Assigned task » Could you rewrite every line of the material below as a JSON list of strings, one string per line, with blank lines and the pictures left out?

Records for the exercise »
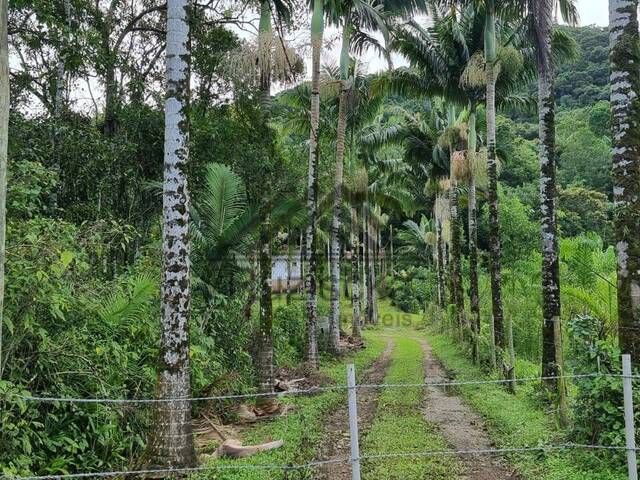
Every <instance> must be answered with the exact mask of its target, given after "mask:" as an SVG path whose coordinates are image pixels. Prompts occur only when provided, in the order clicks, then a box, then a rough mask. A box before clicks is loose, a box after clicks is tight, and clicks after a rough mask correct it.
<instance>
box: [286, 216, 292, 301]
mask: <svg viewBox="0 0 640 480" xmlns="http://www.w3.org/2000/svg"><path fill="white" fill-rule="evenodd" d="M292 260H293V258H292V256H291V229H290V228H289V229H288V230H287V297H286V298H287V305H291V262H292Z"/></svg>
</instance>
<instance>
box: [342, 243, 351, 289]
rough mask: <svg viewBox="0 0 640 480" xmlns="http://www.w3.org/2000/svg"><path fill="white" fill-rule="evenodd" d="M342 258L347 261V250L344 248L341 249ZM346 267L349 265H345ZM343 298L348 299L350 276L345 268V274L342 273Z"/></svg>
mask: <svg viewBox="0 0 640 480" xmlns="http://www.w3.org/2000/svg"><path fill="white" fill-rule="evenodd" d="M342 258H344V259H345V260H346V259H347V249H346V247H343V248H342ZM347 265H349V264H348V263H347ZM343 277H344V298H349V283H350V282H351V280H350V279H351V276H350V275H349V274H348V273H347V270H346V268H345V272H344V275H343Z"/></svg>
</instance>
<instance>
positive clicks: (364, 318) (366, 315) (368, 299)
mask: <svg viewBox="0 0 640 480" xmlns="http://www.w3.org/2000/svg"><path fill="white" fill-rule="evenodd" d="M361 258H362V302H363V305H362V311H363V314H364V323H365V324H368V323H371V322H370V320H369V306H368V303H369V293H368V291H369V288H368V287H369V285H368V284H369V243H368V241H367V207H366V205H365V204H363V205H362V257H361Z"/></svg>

Response to this exercise »
[
  "Every <instance> must be answered with the exact mask of its target, given after \"mask:\" as an SVG path whose coordinates are image pixels. Prompts occur only when provided, in the order clicks, then a box, then a rough mask. A box before clicks is loose, a box after clicks is tight, and clicks after a rough mask correct it.",
  "<instance>",
  "box: [286, 216, 292, 301]",
  "mask: <svg viewBox=\"0 0 640 480\" xmlns=\"http://www.w3.org/2000/svg\"><path fill=\"white\" fill-rule=\"evenodd\" d=\"M292 260H293V258H292V256H291V229H290V228H289V229H288V230H287V297H286V298H287V305H291V262H292Z\"/></svg>",
  "</instance>",
  "<instance>",
  "box: [342, 243, 351, 289]",
  "rough mask: <svg viewBox=\"0 0 640 480\" xmlns=\"http://www.w3.org/2000/svg\"><path fill=\"white\" fill-rule=\"evenodd\" d=\"M342 258L347 261V250L344 248L341 249ZM346 267L349 265H345ZM343 298L348 299L350 276L345 268V274L342 273Z\"/></svg>",
  "mask: <svg viewBox=\"0 0 640 480\" xmlns=\"http://www.w3.org/2000/svg\"><path fill=\"white\" fill-rule=\"evenodd\" d=\"M342 258H344V259H345V260H346V259H347V249H346V247H343V248H342ZM347 265H349V264H348V263H347ZM343 277H344V298H349V283H350V282H351V280H350V279H351V276H350V275H349V274H348V273H347V270H346V268H345V272H344V275H343Z\"/></svg>",
  "</instance>",
  "<instance>",
  "positive clicks: (364, 318) (366, 315) (368, 299)",
  "mask: <svg viewBox=\"0 0 640 480\" xmlns=\"http://www.w3.org/2000/svg\"><path fill=\"white\" fill-rule=\"evenodd\" d=\"M361 258H362V302H363V305H362V311H363V314H364V323H365V324H368V323H371V322H370V320H369V306H368V303H369V293H368V291H369V288H368V287H369V285H368V284H369V243H368V241H367V207H366V205H365V204H363V205H362V257H361Z\"/></svg>"
]